* **RECORDS FOR THIS EXERCISE**
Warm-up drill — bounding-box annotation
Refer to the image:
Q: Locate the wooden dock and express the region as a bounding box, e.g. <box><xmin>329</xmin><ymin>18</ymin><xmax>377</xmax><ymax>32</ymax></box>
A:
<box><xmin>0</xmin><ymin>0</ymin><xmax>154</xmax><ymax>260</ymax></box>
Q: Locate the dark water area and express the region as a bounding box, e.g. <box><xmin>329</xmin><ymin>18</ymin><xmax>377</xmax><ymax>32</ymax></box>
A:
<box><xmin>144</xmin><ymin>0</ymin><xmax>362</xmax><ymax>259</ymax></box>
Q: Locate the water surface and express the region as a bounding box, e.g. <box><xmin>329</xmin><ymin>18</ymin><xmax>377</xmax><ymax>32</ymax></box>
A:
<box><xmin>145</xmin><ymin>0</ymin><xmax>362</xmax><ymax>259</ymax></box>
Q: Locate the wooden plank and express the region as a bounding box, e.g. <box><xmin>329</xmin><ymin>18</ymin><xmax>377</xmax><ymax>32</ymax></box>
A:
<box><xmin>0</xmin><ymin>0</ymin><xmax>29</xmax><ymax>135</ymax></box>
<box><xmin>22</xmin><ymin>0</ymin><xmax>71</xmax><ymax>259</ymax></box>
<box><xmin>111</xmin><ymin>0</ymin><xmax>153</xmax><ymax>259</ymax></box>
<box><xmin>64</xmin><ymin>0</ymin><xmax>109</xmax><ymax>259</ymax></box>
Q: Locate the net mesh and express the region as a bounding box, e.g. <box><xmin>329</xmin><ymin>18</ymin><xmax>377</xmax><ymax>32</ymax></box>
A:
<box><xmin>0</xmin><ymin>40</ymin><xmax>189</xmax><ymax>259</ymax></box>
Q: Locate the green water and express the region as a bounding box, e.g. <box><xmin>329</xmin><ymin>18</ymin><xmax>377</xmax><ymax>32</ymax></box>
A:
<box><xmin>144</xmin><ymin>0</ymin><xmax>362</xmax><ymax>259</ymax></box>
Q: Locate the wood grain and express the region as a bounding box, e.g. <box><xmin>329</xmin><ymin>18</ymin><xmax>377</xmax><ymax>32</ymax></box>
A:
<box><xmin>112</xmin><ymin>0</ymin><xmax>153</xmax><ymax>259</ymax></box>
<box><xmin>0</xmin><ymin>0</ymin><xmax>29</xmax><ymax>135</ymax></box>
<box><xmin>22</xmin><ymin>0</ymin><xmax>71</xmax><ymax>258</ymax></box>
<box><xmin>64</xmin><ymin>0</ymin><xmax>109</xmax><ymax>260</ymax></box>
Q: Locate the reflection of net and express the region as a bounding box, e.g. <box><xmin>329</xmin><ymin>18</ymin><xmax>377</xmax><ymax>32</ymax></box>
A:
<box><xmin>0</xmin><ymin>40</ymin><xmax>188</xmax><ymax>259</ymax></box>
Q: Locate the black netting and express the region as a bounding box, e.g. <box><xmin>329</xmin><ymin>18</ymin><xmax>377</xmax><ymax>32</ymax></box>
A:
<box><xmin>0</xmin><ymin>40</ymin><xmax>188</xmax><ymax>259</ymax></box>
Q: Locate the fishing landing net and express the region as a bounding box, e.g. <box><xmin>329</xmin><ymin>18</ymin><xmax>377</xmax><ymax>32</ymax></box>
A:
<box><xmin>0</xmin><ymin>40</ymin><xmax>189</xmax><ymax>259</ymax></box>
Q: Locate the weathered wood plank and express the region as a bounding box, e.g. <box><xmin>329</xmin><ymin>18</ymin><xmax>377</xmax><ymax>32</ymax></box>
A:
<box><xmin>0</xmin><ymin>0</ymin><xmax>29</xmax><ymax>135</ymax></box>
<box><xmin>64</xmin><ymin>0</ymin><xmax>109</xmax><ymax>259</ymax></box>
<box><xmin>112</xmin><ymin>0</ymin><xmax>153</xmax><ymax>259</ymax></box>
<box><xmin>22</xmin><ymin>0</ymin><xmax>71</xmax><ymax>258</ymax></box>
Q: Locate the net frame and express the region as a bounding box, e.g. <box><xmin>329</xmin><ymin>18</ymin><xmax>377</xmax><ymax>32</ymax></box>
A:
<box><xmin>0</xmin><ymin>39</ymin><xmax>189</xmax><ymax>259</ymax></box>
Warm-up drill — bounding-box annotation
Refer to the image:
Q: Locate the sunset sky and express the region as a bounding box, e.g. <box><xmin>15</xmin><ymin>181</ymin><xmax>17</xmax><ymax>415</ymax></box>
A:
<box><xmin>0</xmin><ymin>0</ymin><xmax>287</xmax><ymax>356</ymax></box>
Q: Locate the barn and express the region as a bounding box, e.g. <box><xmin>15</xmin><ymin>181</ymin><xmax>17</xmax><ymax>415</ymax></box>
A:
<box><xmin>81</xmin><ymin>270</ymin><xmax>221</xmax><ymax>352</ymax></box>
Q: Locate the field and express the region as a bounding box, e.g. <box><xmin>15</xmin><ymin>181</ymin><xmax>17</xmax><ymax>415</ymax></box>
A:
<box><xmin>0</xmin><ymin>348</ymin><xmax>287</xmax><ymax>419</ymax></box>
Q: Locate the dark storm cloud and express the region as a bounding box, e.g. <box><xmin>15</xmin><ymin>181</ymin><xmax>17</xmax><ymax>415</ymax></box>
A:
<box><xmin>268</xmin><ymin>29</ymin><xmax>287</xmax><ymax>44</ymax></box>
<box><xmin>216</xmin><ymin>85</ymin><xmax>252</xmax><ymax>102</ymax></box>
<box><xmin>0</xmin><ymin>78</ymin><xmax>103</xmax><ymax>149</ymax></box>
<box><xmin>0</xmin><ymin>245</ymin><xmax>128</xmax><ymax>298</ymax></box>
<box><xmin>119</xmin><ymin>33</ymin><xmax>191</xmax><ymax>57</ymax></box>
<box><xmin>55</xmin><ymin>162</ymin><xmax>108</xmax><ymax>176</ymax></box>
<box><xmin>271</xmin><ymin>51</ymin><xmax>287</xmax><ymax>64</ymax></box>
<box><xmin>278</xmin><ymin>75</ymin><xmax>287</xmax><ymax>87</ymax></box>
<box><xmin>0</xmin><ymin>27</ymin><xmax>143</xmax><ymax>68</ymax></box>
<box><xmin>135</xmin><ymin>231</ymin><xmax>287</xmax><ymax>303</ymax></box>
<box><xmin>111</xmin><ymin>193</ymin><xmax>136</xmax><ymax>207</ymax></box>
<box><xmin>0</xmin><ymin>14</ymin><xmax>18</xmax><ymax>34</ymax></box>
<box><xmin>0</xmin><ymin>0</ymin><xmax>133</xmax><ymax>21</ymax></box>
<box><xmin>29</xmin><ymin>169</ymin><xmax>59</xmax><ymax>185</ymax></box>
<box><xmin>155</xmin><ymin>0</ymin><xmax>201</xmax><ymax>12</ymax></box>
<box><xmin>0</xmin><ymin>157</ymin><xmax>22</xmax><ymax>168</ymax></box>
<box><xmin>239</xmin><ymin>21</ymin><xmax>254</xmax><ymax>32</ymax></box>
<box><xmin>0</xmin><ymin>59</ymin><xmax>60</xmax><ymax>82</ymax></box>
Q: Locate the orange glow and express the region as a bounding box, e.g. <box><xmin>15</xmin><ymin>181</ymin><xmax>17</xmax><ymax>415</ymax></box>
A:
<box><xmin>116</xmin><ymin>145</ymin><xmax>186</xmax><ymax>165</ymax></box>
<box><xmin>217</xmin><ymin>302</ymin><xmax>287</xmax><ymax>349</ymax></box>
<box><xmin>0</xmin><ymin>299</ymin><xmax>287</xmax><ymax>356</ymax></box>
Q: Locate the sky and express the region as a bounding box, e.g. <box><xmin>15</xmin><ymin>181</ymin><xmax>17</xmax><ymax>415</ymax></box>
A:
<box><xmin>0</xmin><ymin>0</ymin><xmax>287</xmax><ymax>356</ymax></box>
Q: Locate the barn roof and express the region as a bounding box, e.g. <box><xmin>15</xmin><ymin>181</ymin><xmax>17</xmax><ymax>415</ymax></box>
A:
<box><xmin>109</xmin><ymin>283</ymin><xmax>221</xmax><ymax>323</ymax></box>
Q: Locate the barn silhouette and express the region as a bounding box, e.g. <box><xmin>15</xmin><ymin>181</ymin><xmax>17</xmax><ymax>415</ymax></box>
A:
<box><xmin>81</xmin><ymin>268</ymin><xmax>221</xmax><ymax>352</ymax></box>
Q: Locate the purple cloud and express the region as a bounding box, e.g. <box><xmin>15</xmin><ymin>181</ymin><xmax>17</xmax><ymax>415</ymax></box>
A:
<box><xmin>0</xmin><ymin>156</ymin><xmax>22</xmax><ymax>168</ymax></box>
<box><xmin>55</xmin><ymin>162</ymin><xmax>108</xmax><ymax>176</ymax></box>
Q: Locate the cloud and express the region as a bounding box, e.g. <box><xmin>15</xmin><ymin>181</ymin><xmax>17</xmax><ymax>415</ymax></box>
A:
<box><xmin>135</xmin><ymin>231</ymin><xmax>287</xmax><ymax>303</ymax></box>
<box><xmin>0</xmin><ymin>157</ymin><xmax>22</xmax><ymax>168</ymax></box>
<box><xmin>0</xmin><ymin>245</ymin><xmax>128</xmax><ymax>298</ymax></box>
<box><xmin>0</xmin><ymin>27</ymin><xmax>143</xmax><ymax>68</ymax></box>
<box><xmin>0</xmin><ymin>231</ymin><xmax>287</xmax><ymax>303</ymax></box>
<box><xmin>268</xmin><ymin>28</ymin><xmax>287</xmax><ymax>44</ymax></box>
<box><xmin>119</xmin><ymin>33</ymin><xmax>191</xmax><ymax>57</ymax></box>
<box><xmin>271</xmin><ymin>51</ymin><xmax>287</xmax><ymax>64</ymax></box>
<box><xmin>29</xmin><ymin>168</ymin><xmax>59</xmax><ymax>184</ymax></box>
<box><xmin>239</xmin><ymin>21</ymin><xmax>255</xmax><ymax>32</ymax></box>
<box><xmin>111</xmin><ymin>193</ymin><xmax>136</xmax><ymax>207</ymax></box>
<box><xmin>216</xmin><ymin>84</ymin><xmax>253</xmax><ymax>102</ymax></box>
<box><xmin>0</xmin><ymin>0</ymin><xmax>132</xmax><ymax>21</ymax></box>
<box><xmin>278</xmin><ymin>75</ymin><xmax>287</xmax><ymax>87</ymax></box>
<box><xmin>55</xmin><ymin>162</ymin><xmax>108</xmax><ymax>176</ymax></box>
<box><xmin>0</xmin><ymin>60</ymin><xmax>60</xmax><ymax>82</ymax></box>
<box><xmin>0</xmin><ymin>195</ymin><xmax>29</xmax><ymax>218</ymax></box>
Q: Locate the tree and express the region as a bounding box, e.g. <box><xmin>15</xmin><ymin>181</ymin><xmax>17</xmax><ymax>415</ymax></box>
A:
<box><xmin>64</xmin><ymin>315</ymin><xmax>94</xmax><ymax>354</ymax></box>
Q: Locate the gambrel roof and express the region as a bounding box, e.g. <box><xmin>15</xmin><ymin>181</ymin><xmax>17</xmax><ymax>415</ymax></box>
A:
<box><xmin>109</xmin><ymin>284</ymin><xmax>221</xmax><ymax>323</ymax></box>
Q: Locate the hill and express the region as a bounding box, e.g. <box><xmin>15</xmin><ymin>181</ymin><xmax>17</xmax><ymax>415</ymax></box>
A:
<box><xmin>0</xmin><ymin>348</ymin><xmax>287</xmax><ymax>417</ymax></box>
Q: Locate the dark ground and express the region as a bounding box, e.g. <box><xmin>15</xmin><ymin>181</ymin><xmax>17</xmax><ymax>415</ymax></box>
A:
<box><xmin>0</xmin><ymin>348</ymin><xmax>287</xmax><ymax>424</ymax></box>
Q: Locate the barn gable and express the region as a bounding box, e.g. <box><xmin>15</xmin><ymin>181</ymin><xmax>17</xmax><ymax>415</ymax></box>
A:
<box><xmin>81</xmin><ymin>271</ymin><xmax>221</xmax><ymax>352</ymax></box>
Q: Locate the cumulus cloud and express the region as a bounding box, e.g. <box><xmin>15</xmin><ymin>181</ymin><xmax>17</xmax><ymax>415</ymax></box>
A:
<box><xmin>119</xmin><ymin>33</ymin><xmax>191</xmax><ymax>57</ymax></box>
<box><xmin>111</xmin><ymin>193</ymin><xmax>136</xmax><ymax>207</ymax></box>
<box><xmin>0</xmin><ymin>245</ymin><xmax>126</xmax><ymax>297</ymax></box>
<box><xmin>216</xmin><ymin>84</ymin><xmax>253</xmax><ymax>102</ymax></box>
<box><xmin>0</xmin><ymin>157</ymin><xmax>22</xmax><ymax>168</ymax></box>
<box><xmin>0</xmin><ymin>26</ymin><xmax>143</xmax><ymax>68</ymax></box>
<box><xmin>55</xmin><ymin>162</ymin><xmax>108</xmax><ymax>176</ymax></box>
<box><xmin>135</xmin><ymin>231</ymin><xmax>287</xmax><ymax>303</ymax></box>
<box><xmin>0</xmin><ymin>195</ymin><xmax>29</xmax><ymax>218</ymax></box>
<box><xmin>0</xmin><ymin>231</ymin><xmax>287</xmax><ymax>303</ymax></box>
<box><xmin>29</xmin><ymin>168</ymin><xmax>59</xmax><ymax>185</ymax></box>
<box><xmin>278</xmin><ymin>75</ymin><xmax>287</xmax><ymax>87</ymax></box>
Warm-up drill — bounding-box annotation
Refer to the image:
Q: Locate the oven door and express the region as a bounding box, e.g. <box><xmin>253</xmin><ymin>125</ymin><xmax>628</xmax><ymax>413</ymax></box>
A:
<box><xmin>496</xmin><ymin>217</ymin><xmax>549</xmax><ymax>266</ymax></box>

* **STATED TASK**
Render everything from the line containing "Q: Locate the dark ground" down to the last line above as a JSON list of strings, one string per line, with blank lines left out.

* **WORKED SOLUTION**
[
  "Q: Locate the dark ground and express the region as a bounding box, e.g. <box><xmin>15</xmin><ymin>181</ymin><xmax>17</xmax><ymax>415</ymax></box>",
  "A:",
  "<box><xmin>0</xmin><ymin>348</ymin><xmax>287</xmax><ymax>424</ymax></box>",
  "Q: Locate the barn gable and express the region as a bounding box, e.g. <box><xmin>15</xmin><ymin>181</ymin><xmax>17</xmax><ymax>415</ymax></box>",
  "A:",
  "<box><xmin>81</xmin><ymin>271</ymin><xmax>221</xmax><ymax>352</ymax></box>",
  "Q: Locate the cumulus cloud and express the region as a bounding box, e.g. <box><xmin>15</xmin><ymin>181</ymin><xmax>17</xmax><ymax>415</ymax></box>",
  "A:",
  "<box><xmin>119</xmin><ymin>33</ymin><xmax>191</xmax><ymax>57</ymax></box>",
  "<box><xmin>111</xmin><ymin>193</ymin><xmax>136</xmax><ymax>207</ymax></box>",
  "<box><xmin>0</xmin><ymin>245</ymin><xmax>126</xmax><ymax>297</ymax></box>",
  "<box><xmin>216</xmin><ymin>84</ymin><xmax>253</xmax><ymax>102</ymax></box>",
  "<box><xmin>0</xmin><ymin>157</ymin><xmax>22</xmax><ymax>168</ymax></box>",
  "<box><xmin>0</xmin><ymin>26</ymin><xmax>143</xmax><ymax>68</ymax></box>",
  "<box><xmin>55</xmin><ymin>162</ymin><xmax>108</xmax><ymax>176</ymax></box>",
  "<box><xmin>135</xmin><ymin>231</ymin><xmax>287</xmax><ymax>303</ymax></box>",
  "<box><xmin>0</xmin><ymin>195</ymin><xmax>29</xmax><ymax>218</ymax></box>",
  "<box><xmin>0</xmin><ymin>231</ymin><xmax>287</xmax><ymax>303</ymax></box>",
  "<box><xmin>29</xmin><ymin>168</ymin><xmax>59</xmax><ymax>185</ymax></box>",
  "<box><xmin>278</xmin><ymin>75</ymin><xmax>287</xmax><ymax>87</ymax></box>",
  "Warm-up drill — bounding-box annotation",
  "Refer to the image:",
  "Q: Locate the oven door and express the region as a bounding box, e.g. <box><xmin>253</xmin><ymin>125</ymin><xmax>628</xmax><ymax>413</ymax></box>",
  "A:",
  "<box><xmin>496</xmin><ymin>217</ymin><xmax>549</xmax><ymax>266</ymax></box>"
]